Valve Index: the best VR headset for the more demanding applications?
- Virtual reality
With the new Oculus Quest grabbing all the attention lately, it was time for Valve to come up with a strong response. And so they did. Is this thé best VR headset?
The newest generation VR headset
Valve has done it again. With the HTC Vive being out for a while now, it was time for a new system, and oh boy did Valve deliver. Introducing the Valve Index, the newest generation VR headset.
This premium VR headset comes at a price of €1079 for the entire VR pack including headset, controllers and base stations. This is a significantly higher price compared to its predecessor or closest competitor, with the HTC Vive at €599 and the Oculus Rift S at €449.
At this premium price point, you do get a premium VR headset that sits comfortably at the top of the performance ladder. Because of its high price, the Valve Index is especially useful for professional purposes or heavy VR users who spend most of their day in VR. For regular consumers it might be a bit too expensive at this very moment.

EXERCISE REQUIREMENTS =
[A] Answer these from the Valve Index article:
(i) Which headset is said to have been grabbing all the attention lately?
(ii) What does the full Valve Index pack cost, and what does it include?
(iii) For which users is the Valve Index described as especially useful?
[B] Extend the Valve Index article with a few paragraphs that pick up after its last sentence.
The data after the Valve Index article is separate material and has no connection to it.

SUPPLIED RECORDS =
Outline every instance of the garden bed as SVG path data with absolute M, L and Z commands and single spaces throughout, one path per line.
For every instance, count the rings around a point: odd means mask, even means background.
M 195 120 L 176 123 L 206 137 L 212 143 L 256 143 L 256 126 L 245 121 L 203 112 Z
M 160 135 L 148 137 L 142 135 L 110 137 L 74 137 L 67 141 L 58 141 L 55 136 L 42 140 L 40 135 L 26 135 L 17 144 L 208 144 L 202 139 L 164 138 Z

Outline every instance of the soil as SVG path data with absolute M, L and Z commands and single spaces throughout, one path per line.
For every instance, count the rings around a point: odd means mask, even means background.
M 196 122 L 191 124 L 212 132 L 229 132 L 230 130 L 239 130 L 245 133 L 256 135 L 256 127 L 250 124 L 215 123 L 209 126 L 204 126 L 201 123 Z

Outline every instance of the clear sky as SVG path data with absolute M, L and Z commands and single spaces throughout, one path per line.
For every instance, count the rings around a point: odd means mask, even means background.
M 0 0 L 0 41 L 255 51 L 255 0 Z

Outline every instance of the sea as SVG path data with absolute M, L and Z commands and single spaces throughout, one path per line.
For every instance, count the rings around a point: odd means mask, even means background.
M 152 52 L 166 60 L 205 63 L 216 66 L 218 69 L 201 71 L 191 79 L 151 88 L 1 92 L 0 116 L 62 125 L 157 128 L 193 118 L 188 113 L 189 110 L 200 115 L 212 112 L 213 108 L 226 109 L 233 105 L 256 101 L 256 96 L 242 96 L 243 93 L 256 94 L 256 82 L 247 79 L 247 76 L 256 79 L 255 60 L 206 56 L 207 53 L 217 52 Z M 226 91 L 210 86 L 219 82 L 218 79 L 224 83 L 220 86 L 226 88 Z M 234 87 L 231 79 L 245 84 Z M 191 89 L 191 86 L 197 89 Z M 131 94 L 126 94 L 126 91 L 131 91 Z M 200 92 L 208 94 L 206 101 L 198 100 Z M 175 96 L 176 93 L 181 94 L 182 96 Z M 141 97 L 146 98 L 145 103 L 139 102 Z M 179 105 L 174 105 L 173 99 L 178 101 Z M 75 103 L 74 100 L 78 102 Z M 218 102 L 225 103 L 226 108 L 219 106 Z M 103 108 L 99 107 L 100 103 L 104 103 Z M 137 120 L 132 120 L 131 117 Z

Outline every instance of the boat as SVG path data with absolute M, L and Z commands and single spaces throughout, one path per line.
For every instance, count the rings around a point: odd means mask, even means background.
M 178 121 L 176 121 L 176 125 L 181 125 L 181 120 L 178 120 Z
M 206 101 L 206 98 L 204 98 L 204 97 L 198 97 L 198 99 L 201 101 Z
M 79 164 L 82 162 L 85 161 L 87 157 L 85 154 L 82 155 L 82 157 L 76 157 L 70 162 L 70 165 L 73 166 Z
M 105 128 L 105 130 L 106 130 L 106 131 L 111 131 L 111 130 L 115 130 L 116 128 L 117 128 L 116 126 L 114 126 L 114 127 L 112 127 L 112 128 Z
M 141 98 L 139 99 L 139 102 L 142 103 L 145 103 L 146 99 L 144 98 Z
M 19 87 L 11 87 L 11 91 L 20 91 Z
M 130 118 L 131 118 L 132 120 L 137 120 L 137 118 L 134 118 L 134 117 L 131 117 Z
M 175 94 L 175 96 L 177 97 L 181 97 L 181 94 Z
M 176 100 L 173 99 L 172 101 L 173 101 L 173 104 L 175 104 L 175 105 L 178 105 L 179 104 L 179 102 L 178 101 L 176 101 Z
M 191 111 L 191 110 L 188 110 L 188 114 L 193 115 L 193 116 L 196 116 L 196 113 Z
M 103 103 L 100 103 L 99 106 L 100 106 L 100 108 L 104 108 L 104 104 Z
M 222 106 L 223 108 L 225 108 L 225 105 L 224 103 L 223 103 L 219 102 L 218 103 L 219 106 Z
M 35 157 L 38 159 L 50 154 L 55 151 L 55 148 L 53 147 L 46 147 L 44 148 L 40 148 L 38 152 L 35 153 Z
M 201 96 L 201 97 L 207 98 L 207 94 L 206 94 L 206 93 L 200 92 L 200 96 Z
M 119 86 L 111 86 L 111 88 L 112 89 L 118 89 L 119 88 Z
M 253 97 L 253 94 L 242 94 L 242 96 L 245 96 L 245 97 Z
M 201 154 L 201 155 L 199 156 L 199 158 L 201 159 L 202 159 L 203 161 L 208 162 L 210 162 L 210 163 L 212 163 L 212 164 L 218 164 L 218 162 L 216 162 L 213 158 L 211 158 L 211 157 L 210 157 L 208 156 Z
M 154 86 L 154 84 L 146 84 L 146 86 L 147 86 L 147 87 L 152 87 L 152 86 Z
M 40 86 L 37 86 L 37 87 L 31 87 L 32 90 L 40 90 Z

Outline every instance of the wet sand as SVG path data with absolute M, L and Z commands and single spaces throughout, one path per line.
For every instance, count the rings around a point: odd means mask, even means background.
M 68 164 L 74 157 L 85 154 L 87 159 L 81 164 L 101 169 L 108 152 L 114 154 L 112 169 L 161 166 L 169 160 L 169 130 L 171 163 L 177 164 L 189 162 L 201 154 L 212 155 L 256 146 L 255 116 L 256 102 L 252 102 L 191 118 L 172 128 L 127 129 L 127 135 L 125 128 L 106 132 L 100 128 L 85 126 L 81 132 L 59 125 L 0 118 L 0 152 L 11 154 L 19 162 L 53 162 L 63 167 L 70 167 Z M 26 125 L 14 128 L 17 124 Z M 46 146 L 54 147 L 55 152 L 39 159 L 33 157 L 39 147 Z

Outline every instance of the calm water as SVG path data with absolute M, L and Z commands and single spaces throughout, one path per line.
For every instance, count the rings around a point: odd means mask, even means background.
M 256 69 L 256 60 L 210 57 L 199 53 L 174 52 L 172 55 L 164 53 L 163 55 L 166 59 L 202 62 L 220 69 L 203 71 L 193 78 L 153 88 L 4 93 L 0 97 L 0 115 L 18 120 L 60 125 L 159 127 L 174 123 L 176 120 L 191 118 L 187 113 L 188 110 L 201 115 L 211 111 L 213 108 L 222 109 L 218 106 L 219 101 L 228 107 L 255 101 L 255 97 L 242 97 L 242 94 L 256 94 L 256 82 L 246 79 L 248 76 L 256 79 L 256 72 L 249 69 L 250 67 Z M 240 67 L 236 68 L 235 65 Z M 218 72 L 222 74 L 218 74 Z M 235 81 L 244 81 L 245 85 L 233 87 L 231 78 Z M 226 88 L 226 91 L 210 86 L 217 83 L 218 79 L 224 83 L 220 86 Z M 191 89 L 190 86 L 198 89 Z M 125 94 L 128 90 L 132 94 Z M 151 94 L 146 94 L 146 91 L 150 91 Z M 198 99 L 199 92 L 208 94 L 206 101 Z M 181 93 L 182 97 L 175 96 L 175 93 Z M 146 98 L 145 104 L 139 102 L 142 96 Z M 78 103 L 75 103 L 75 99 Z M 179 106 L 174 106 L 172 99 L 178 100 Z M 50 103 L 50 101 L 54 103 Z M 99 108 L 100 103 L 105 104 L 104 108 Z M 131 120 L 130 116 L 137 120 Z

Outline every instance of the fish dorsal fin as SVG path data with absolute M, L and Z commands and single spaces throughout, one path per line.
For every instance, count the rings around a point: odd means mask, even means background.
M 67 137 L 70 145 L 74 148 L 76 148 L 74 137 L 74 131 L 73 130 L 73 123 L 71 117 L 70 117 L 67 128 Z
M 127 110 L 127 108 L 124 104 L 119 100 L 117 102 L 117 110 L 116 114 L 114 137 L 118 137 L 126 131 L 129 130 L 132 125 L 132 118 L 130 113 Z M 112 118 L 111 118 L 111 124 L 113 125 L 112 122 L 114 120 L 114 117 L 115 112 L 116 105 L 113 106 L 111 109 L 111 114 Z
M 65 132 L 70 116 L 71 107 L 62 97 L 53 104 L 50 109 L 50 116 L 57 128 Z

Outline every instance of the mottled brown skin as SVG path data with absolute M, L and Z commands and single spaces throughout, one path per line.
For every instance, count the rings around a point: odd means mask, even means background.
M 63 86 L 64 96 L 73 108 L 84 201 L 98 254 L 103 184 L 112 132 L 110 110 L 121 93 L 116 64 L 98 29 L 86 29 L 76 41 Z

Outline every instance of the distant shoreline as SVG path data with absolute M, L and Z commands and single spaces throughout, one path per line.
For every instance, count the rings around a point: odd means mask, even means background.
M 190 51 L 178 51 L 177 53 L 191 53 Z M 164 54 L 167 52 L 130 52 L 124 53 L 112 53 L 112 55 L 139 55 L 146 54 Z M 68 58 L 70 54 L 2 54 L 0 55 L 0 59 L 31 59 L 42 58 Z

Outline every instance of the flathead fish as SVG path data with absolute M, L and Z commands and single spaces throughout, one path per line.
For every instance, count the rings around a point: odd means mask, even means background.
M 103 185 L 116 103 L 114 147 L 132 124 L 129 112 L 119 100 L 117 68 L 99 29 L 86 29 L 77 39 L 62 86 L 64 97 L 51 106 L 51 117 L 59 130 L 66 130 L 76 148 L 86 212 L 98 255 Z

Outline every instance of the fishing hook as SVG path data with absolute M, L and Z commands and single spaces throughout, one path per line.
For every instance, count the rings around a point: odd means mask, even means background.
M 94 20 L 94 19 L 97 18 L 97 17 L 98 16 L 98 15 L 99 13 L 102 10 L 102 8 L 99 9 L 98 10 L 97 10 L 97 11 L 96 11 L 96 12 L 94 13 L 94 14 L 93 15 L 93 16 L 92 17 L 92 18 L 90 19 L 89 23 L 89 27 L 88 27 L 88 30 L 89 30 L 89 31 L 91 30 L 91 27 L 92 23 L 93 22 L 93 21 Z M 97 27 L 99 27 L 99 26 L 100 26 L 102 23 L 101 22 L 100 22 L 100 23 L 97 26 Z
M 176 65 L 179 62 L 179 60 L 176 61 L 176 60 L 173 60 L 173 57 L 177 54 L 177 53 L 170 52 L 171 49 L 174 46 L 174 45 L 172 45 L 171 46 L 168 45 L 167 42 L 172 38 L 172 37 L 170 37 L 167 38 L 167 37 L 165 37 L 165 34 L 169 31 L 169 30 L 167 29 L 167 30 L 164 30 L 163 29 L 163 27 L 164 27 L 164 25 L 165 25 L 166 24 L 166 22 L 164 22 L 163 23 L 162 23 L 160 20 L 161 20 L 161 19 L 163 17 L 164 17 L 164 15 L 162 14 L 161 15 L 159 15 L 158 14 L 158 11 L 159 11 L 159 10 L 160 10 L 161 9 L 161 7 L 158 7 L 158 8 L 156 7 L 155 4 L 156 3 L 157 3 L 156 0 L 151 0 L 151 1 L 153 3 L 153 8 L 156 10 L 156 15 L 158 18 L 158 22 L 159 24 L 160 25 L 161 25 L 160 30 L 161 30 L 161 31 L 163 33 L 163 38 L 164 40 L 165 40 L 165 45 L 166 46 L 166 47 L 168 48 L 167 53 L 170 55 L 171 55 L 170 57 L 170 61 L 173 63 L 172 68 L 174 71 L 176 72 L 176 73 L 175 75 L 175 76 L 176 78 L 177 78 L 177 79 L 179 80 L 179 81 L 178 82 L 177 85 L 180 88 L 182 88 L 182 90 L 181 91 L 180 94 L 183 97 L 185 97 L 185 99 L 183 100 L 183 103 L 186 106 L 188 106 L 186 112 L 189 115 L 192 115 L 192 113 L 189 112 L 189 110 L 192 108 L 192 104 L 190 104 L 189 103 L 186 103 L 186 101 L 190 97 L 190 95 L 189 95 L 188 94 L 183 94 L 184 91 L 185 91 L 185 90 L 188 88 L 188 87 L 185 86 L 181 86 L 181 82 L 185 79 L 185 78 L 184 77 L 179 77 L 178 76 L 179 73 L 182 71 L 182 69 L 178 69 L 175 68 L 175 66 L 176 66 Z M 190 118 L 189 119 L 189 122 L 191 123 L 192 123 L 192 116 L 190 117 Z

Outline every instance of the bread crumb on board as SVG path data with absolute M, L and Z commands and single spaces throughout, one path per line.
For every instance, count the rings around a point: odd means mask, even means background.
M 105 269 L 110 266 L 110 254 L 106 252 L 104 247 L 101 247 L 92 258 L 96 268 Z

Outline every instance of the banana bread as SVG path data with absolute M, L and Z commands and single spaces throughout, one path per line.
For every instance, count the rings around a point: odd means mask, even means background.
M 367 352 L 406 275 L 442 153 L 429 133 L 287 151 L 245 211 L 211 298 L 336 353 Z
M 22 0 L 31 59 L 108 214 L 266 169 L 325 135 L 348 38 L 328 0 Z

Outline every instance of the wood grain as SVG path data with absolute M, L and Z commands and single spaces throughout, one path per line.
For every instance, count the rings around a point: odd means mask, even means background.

REPLIES =
[A]
(i) The new Oculus Quest.
(ii) €1079, including the headset, controllers and base stations.
(iii) People using it for professional purposes, and heavy VR users who spend most of their day in VR.

[B]
With the Oculus Quest being the first completely wireless VR headset, the stakes were high for the Valve Index. Unfortunately Valve under delivered at this particular point. The VR headset still comes with a cable that has to be plugged into your computer limiting the movement possibilities. Even though wireless configurations have their advantages, the technology behind it is still in its early days making it rather unstable from time to time. Perhaps Valve intentionally used a cable to reduce these instability issues considering SteamVR already has a bad reputation.
At this high price you expect certainty of operation and a sufficiently large bandwidth in order to have the best possible experience. Valve clearly chose for the safest route here. Even though the cable has a solid length we still feel like Valve should’ve went for a wireless configuration to make it really feel like a premium, next-gen system. Perhaps this will be an add-on in the future.
The Index makes use of the same “Lighthouse” tracking system used by its predecessor to track your movement within the play area. Valve promised significant improvements regarding the size of the play area and when Valve makes a promise, they tend to keep it. With the second generation base stations, the play field can be extended up to a whopping 10m x 10m with the use of four tactically placed sensors allowing a large room scale VR experience (if you have the room for it).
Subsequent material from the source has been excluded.